[About this task]:
The whole listing is to be reproduced exactly as given.

[Records provided]:

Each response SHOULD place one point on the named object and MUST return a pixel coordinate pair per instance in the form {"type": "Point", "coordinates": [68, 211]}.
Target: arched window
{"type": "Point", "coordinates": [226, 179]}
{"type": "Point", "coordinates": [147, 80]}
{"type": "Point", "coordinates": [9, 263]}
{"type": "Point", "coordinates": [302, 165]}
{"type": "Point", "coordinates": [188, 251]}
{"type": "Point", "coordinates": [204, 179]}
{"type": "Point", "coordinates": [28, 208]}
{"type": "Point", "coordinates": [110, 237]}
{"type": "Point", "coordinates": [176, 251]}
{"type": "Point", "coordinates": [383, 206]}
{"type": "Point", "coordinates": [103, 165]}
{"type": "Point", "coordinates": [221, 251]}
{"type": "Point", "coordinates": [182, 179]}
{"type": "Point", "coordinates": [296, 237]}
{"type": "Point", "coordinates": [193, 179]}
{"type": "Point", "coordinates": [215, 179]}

[Reply to the task]:
Each response SHOULD place one point on the named object and MUST return a pixel coordinate pair per instance in the form {"type": "Point", "coordinates": [68, 211]}.
Target: arched window
{"type": "Point", "coordinates": [226, 179]}
{"type": "Point", "coordinates": [147, 80]}
{"type": "Point", "coordinates": [9, 263]}
{"type": "Point", "coordinates": [302, 165]}
{"type": "Point", "coordinates": [188, 251]}
{"type": "Point", "coordinates": [204, 179]}
{"type": "Point", "coordinates": [28, 208]}
{"type": "Point", "coordinates": [110, 237]}
{"type": "Point", "coordinates": [176, 251]}
{"type": "Point", "coordinates": [383, 206]}
{"type": "Point", "coordinates": [103, 165]}
{"type": "Point", "coordinates": [221, 251]}
{"type": "Point", "coordinates": [182, 179]}
{"type": "Point", "coordinates": [296, 237]}
{"type": "Point", "coordinates": [193, 179]}
{"type": "Point", "coordinates": [215, 179]}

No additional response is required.